::: RECORDS FOR THE EXERCISE
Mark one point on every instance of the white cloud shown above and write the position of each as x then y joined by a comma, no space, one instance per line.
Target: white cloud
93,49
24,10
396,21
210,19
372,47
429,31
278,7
::::::
### EXERCISE AIM
Nothing should be left out. Reproduce all the entries precisely.

### PROBLEM SOLUTION
Mark one point on every instance of the white cloud shown above and write the position of each as x then y joined by a comma, no space, one instance per line.
Target: white cloud
93,49
24,10
396,21
210,19
372,47
429,31
278,7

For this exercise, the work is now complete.